> _Records_
begin

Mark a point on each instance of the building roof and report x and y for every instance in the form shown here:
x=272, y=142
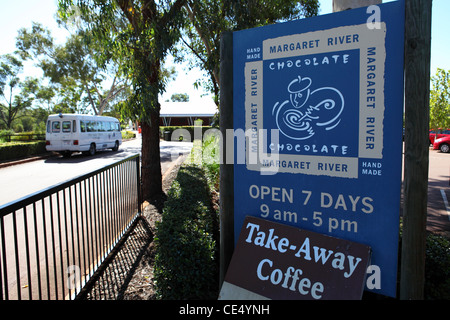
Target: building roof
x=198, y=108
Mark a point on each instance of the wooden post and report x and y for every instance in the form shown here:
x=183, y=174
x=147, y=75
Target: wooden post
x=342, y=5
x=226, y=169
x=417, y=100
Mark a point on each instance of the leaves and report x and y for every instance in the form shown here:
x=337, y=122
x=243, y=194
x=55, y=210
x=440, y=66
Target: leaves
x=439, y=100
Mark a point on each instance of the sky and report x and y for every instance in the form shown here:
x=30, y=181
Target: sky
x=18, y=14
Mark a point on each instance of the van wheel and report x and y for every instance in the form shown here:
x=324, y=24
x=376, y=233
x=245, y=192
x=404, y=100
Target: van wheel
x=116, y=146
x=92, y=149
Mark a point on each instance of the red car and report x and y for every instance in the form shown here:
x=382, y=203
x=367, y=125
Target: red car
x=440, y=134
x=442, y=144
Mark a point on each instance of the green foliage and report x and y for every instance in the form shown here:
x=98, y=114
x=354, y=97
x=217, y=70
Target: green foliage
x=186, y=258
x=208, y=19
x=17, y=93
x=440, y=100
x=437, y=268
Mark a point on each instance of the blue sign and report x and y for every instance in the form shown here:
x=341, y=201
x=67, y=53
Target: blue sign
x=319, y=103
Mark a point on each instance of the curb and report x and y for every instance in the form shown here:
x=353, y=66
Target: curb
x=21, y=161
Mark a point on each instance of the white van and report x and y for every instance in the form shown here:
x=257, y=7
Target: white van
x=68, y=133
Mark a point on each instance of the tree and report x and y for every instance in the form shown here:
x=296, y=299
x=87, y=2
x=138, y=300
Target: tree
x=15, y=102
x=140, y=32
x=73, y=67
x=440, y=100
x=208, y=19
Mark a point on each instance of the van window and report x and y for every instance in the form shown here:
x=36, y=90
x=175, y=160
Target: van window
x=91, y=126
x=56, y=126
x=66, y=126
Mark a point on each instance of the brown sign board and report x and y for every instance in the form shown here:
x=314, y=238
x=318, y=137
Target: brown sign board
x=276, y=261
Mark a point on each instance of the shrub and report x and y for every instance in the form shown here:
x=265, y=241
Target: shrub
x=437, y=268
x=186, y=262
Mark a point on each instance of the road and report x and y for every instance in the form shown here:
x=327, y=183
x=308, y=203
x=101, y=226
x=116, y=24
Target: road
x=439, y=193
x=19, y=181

end
begin

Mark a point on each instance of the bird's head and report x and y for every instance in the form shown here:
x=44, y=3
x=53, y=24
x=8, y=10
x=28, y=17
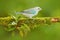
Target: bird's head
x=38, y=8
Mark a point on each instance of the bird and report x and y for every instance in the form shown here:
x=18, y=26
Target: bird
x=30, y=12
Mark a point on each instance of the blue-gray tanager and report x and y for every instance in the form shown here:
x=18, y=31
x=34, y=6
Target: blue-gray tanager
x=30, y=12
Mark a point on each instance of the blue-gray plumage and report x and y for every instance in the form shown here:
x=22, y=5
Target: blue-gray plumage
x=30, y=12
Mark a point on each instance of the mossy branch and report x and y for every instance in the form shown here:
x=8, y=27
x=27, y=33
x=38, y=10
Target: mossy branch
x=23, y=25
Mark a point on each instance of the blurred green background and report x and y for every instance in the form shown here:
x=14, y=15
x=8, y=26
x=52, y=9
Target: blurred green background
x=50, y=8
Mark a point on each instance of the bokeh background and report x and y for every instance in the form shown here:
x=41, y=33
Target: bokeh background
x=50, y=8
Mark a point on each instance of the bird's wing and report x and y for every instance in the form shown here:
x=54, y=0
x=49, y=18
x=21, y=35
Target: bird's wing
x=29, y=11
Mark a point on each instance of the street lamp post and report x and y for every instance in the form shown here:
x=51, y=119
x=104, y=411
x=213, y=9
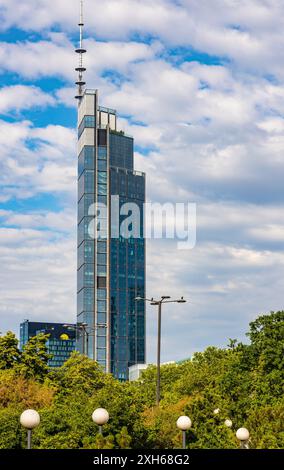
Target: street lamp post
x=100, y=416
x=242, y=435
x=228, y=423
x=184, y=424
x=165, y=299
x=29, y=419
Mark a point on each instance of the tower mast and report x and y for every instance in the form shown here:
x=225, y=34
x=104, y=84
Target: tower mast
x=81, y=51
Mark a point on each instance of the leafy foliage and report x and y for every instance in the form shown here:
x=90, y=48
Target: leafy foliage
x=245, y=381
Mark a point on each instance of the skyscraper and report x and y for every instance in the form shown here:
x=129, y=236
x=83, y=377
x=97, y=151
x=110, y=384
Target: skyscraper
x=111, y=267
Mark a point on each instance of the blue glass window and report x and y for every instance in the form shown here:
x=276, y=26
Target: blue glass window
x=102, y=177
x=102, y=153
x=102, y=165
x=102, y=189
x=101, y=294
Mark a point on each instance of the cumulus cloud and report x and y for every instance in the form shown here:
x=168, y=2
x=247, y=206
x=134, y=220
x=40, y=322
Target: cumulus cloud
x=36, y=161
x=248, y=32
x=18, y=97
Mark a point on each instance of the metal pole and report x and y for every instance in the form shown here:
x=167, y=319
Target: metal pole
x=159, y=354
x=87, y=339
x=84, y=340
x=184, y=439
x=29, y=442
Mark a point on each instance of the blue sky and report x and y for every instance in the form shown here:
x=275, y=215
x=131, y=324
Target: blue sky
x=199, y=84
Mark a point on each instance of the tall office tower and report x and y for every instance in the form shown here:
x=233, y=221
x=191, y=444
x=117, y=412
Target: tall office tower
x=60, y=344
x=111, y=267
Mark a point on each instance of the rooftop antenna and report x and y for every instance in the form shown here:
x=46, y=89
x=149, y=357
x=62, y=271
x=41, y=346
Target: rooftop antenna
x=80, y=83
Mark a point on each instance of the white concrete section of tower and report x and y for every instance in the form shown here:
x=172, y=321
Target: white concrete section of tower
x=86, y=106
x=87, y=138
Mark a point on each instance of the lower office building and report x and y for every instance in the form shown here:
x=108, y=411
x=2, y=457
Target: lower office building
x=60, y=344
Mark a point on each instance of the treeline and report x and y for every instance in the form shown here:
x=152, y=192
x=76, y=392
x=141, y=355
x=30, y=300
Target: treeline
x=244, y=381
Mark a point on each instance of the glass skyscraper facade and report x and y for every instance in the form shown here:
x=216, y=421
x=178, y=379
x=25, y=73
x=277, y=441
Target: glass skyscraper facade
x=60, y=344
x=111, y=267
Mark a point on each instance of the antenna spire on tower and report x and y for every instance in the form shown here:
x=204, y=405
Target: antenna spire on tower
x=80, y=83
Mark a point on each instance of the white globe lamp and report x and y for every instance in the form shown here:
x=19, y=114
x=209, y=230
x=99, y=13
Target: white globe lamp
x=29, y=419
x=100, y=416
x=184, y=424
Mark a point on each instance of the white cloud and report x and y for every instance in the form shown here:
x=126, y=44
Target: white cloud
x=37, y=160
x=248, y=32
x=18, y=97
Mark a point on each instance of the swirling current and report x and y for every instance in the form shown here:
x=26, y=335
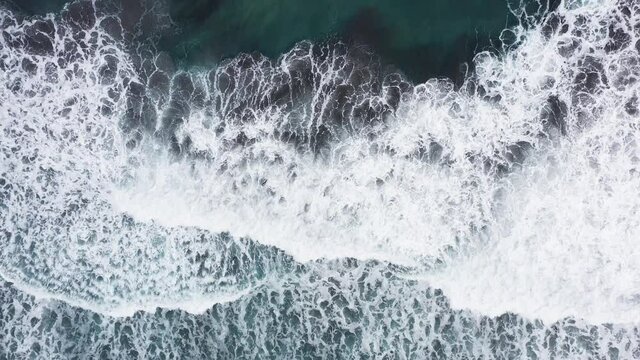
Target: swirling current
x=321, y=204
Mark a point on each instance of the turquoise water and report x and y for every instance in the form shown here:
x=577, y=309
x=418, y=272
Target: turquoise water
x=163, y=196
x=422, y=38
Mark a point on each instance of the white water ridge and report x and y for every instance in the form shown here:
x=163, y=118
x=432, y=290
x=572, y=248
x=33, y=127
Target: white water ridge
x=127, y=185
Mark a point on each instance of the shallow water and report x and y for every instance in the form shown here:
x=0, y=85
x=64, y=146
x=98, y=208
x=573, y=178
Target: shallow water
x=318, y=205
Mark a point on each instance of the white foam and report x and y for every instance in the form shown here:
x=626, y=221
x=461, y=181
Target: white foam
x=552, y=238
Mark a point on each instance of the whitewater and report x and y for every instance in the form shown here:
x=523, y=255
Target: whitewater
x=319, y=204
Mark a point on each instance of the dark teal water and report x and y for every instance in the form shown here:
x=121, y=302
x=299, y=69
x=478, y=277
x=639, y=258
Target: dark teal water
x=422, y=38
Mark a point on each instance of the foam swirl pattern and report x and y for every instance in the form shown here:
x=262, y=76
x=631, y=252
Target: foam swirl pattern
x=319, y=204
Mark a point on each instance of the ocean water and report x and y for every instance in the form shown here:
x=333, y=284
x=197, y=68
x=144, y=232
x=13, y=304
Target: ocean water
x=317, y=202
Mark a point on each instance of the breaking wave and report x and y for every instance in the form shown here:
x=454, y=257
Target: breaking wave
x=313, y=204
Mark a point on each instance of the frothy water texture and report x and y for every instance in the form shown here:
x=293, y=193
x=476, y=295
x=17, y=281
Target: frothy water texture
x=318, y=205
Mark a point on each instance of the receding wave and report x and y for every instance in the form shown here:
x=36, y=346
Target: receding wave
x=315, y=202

end

> _Written problem_
Please give the part of the entries above that opens with the line containing "Mark a point on each instance of the wooden" and closes with the line containing "x=319, y=103" as a numbered list, including both of those lines and leaving out any blank lines.

> _Result_
1. Mark a point on each instance of the wooden post and report x and y for every instance in the form shown here:
2. x=183, y=174
3. x=147, y=75
4. Target: wooden post
5. x=342, y=5
6. x=226, y=169
7. x=417, y=100
8. Mark a point on each instance of the leaves and report x and y for every instance in the form shown here:
9. x=337, y=122
10. x=243, y=194
11. x=55, y=210
12. x=440, y=66
13. Target: leaves
14. x=439, y=100
15. Mark a point on each instance of the sky and report x and y for every instance in the form shown here:
16. x=30, y=181
17. Target: sky
18. x=18, y=14
19. Mark a point on each instance of the van wheel and report x and y for every instance in the form shown here:
20. x=324, y=24
21. x=376, y=233
22. x=245, y=192
23. x=404, y=100
24. Target: van wheel
25. x=116, y=146
26. x=92, y=149
27. Mark a point on each instance of the red car and report x and y for every instance in the form shown here:
28. x=382, y=203
29. x=367, y=125
30. Target: red car
31. x=440, y=134
32. x=442, y=144
33. Mark a point on each instance of the green foliage and report x and y for every instance in the form shown here:
34. x=98, y=114
35. x=354, y=97
36. x=217, y=70
37. Target: green foliage
38. x=186, y=258
39. x=208, y=19
40. x=17, y=93
41. x=440, y=100
42. x=437, y=268
43. Mark a point on each instance of the blue sign and report x and y for every instance in the form shown here:
44. x=341, y=201
45. x=67, y=53
46. Target: blue sign
47. x=319, y=103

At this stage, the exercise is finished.